Action item: A complete transcription of the material, exact in every line, is what is wanted.
======
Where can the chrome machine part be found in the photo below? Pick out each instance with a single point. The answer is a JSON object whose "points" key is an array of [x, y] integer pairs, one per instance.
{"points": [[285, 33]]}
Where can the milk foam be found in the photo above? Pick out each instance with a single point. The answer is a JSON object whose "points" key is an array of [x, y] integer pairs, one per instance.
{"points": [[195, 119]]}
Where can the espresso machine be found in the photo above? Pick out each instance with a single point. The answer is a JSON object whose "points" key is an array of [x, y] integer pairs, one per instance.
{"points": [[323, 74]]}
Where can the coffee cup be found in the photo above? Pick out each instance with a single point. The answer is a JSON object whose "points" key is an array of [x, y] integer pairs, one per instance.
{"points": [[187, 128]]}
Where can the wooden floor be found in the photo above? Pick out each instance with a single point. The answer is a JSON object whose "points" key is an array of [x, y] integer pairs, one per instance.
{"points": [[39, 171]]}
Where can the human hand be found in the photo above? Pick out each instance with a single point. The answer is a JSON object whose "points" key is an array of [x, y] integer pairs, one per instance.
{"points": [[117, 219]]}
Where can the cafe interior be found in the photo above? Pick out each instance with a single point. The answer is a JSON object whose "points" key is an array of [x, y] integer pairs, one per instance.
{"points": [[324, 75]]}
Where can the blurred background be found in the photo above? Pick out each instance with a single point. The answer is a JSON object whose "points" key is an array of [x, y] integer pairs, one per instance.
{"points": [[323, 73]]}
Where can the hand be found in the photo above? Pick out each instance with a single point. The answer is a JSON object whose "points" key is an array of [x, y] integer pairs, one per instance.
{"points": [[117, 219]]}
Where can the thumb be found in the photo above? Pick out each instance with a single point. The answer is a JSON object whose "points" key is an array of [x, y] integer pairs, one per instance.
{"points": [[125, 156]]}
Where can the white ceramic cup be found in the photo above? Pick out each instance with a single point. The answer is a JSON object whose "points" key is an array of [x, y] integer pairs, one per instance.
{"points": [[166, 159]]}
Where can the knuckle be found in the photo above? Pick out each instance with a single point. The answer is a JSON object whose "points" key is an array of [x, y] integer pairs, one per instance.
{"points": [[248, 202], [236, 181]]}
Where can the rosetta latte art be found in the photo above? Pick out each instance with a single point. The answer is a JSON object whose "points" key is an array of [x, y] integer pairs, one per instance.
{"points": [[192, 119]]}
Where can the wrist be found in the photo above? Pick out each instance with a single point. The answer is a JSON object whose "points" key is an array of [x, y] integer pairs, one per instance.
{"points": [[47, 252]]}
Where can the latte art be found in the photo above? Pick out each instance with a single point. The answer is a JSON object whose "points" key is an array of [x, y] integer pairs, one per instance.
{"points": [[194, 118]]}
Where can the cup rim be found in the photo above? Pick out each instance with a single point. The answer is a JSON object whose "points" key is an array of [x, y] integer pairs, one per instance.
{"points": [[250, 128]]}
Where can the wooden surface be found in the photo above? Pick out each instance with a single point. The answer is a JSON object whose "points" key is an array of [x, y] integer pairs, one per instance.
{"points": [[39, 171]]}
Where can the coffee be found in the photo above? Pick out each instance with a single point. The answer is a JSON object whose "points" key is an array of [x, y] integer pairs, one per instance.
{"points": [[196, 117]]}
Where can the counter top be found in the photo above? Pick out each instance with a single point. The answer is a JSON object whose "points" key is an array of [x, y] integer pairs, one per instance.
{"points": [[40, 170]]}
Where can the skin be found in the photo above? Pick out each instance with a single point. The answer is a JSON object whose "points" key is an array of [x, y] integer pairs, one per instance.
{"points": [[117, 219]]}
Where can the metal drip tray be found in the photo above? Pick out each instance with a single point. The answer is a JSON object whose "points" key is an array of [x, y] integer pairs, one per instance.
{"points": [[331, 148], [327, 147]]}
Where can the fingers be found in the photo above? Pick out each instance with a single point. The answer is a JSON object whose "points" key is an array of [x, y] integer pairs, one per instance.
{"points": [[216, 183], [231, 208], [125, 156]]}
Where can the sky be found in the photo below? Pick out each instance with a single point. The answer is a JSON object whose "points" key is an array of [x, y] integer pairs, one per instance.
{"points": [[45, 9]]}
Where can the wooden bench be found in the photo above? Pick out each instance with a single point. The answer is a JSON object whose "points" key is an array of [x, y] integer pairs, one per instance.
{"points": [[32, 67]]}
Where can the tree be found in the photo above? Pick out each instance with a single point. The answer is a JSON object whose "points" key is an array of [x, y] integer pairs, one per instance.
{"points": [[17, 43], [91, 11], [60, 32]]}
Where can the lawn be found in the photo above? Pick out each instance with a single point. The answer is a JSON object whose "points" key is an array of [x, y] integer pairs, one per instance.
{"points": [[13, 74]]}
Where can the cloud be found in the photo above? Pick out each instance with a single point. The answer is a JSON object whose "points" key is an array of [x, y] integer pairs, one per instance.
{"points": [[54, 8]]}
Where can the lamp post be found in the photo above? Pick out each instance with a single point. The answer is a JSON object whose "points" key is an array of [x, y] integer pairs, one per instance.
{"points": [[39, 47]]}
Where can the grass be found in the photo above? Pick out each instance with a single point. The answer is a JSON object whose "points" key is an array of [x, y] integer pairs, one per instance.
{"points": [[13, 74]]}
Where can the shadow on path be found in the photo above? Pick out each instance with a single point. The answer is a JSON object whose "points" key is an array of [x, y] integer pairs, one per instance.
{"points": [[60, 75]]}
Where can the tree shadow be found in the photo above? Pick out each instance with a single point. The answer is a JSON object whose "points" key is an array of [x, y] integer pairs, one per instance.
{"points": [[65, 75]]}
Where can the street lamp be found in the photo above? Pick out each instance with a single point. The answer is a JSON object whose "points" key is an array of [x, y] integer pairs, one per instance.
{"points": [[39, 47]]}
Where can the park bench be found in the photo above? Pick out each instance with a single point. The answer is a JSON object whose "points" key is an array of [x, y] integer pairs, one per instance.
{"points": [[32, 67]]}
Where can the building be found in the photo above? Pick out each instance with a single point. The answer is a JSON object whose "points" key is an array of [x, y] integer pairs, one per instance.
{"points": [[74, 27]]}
======
Result for this task:
Where can the chrome machine part be found in the photo below? Pick out each instance with a single point. The answer is a JSON object whose "points" key is an array of [x, y] integer pairs, one per instance.
{"points": [[285, 33]]}
Where can the milk foam be found in the photo above? Pick out each instance with a single point. The answer is a JSON object whose "points" key is an array of [x, y] integer pairs, one per instance.
{"points": [[195, 119]]}
Where can the espresso machine be found in the photo above? Pick out each instance with a single point. The answer is a JSON object whose "points" key is an array of [x, y] integer pairs, one per instance.
{"points": [[323, 74]]}
Where can the coffee cup be found in the photo above? Pick out each instance with a single point. The answer is a JSON object whose "points" key is an array of [x, y] integer pairs, one per instance.
{"points": [[187, 128]]}
Where can the wooden floor be found in the photo above? Pick out each instance with a single point. The answer is a JSON object whose "points" key is an array of [x, y] integer pairs, one per instance.
{"points": [[39, 171]]}
Where can the human hand be found in the photo above? Pick out each instance with a single point. The answer is a JSON object whose "points" key is an array of [x, y] integer pairs, one per instance.
{"points": [[117, 219]]}
Where can the cafe interior be found in the photo above? Pick out each instance with a single point. The answer is a JSON object whose "points" key is an array of [x, y] integer pairs, one per instance.
{"points": [[324, 75]]}
Where can the blurred background be found in the photo above? Pick out each instance with a single point. The answer is a JSON object whose "points" key is an array of [x, y] integer pairs, one per instance.
{"points": [[323, 73]]}
Where can the hand be found in the photo above? Pick out each instance with a single point. The answer is a JSON object whose "points" key is an array of [x, y] integer pairs, one per instance.
{"points": [[117, 219]]}
Where can the thumb be found in the photo above? Pick out each instance with a single point. The answer is a JSON object whose "points" key is an array of [x, y] integer pairs, one per instance.
{"points": [[125, 156]]}
Where can the white ceramic cup be found in the photo above? Pick out each instance with a single point. The answer is a JSON object whose "points" key is an array of [x, y] integer pairs, one per instance.
{"points": [[166, 159]]}
Where can the knuckle be found in the photo above? Pick out each instance with a single point. The answer is a JSON object whose "points" key is an array of [x, y] integer pairs, one per instance.
{"points": [[248, 202], [236, 181]]}
Where can the rosetta latte art be found in the photo above? Pick out each instance with a single point. The answer is a JSON object whose "points" key is an array of [x, y] integer pairs, one per instance.
{"points": [[192, 119]]}
Where can the wrist be found in the photo above? Pick out each instance with a single point. The answer is a JSON object whose "points" key is an array of [x, y] integer pairs, one per instance.
{"points": [[47, 252]]}
Where can the latte art be found in the photo above? Pick out each instance with a single point. The answer is a JSON object whose "points" key is an array of [x, y] integer pairs, one per instance.
{"points": [[194, 118]]}
Where can the cup rim be found in the photo above? Pick out each instance with a single point. The answer is a JSON object whose "points" key is an array of [x, y] integer pairs, one per instance.
{"points": [[250, 128]]}
Where can the wooden surface be found in the photo above? Pick out each instance with a single point. The answer is a JSON object whose "points" key is an array of [x, y] integer pairs, one per instance.
{"points": [[39, 171]]}
Where can the coffee be found in the photo above? Pick out each instance with a single point. The answer is a JSON object whose "points" key is an array of [x, y] integer pairs, one per instance.
{"points": [[196, 117]]}
Where can the counter top be found in the photo above? Pick out each instance with a single point. The answer is a JSON object whose "points" key is an array of [x, y] integer pairs, one per instance.
{"points": [[40, 170]]}
Where can the skin be found in the photo above? Pick out each instance with a single point. The answer is a JSON object whose "points" key is an array of [x, y] integer pairs, one per instance.
{"points": [[117, 219]]}
Where can the metal drip tray be found in the photo above? Pick out each instance with a single point. The answer is a JSON object whose "points" key is an array of [x, y] integer pairs, one per instance.
{"points": [[331, 148], [327, 147]]}
Where can the fingers be found in the photo above? Pick out each instance with a single point. The answer is a JSON object whose "points" key is an array of [x, y] integer pairs, one per instance.
{"points": [[216, 183], [231, 208], [125, 156]]}
Where can the sky be found in the photo below? Pick out each instance with a single point. The answer is a JSON object whose "points" key is an array of [x, y] integer pairs, one per instance.
{"points": [[45, 9]]}
Where can the wooden bench be found in the photo above? Pick out each instance with a single point. The answer is a JSON object whose "points" key is an array of [x, y] integer pairs, one per instance.
{"points": [[32, 67]]}
Where can the tree be found in the photo above? Pick out each instance with a single point. The answer is a JSON object whose "points" key is an array of [x, y] integer pairs, one per instance.
{"points": [[17, 43], [91, 11], [60, 32]]}
Where can the lawn be found in the photo above? Pick out each instance with a single point. The answer is a JSON object whose "points" key is an array of [x, y] integer pairs, one per instance.
{"points": [[13, 74]]}
Where can the cloud be found in the photo above? Pick out each instance with a single point. The answer is a JSON object whose "points" key is an array of [x, y] integer pairs, one per instance.
{"points": [[54, 8]]}
Where can the lamp post be found in the photo above? Pick out each instance with a single point. The answer is a JSON object whose "points" key is an array of [x, y] integer pairs, one per instance.
{"points": [[39, 47]]}
Where can the grass be found in the photo above? Pick out each instance with a single point. The answer is a JSON object whose "points" key is an array of [x, y] integer pairs, one per instance.
{"points": [[13, 74]]}
Where can the shadow on path be found in the photo above? Pick out each instance with a single point. The answer is a JSON object whose "points" key is an array of [x, y] integer pairs, one per instance.
{"points": [[60, 75]]}
Where can the tree shadow be found in the photo above? Pick out each instance with a single point. The answer is a JSON object whose "points" key is an array of [x, y] integer pairs, one per instance.
{"points": [[65, 75]]}
Where can the street lamp be found in the photo above? Pick out each instance with a single point. The answer is a JSON object whose "points" key is an array of [x, y] integer pairs, one per instance.
{"points": [[39, 47]]}
Where can the park bench be found in the photo above? Pick out each instance with a single point. The answer is a JSON object whose "points" key is an array of [x, y] integer pairs, one per instance.
{"points": [[32, 67]]}
Where can the building be found in the photo above? Pick out each instance with a single point. The answer is a JSON object whose "points" key is an array of [x, y] integer pairs, one per instance.
{"points": [[74, 27]]}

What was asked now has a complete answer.